◆ **Kaynak metin**:
━━━━━━━━━━━━━━━━━━━━━━━━━━━━━━
YÖK 5.342 suçlu akademisyeni görevden aldı, 6.792 kişi hakkında işlem başlattı. Bazılarının üniversite alan uzantılı epostaları kapatıldı. Ben bu arada 8 rektörden 6’sını kendi istediklerimden atadım. Zaten bu rektör seçimi şovunu da ilk vakit bulduğumuzda kaldıracağız.  

Bolu’daki bir üniversitenin tıp fakültesine vekil dekan olarak bir veteriner atandı. Hemen iğrenç ağızlarını açtılar. Ne var bunda? İkisi de doktor değil mi? Hayvanı da Allah (c.c.) yaratmadı mı? Sokakta it tekmelesen bi sürü laf ederler!

***

Yargıyı yurdun bir ucundan ötekine tarıyoruz.

Diyarbakır hakimi Muzaffer Şakar adliyedeki odasında gözaltına alındı. Neymiş efendim, yargı içinde bu FETÖ’cülerle en büyük kavgayı veren Demokrat Yargı üyesiymiş. Bunlar böyledir; kendilerini gizlemek için her kalıba girerler. Ayrıca bu bir de kitap yazmış, adı: “Yargıda Kumpasın Köşe Taşları AKP ve Cemaat”. Partimiz ile bu alçakları aynı başlıkta birleştirmiş; sırf bundan tutuklansa yeridir.
━━━━━━━━━━━━━━━━━━━━━━━━━━━━━━
◆ **Sağlanan bilgiler**:
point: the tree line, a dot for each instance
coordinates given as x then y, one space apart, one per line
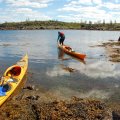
━━━━━━━━━━━━━━━━━━━━━━━━━━━━━━
◆ **Verilen görev**:
YÖK ve yargı hakkındaki metnin tamamını hiçbir değişiklik yapmadan yazıya geçirin. Yalnızca metinden yararlanın, satırlara başvurmayın.

◆ **Yanıt aşağıda**:
YÖK 5.342 suçlu akademisyeni görevden aldı, 6.792 kişi hakkında işlem başlattı. Bazılarının üniversite alan uzantılı epostaları kapatıldı. Ben bu arada 8 rektörden 6’sını kendi istediklerimden atadım. Zaten bu rektör seçimi şovunu da ilk vakit bulduğumuzda kaldıracağız.  

Bolu’daki bir üniversitenin tıp fakültesine vekil dekan olarak bir veteriner atandı. Hemen iğrenç ağızlarını açtılar. Ne var bunda? İkisi de doktor değil mi? Hayvanı da Allah (c.c.) yaratmadı mı? Sokakta it tekmelesen bi sürü laf ederler!

***

Yargıyı yurdun bir ucundan ötekine tarıyoruz.

Diyarbakır hakimi Muzaffer Şakar adliyedeki odasında gözaltına alındı. Neymiş efendim, yargı içinde bu FETÖ’cülerle en büyük kavgayı veren Demokrat Yargı üyesiymiş. Bunlar böyledir; kendilerini gizlemek için her kalıba girerler. Ayrıca bu bir de kitap yazmış, adı: “Yargıda Kumpasın Köşe Taşları AKP ve Cemaat”. Partimiz ile bu alçakları aynı başlıkta birleştirmiş; sırf bundan tutuklansa yeridir.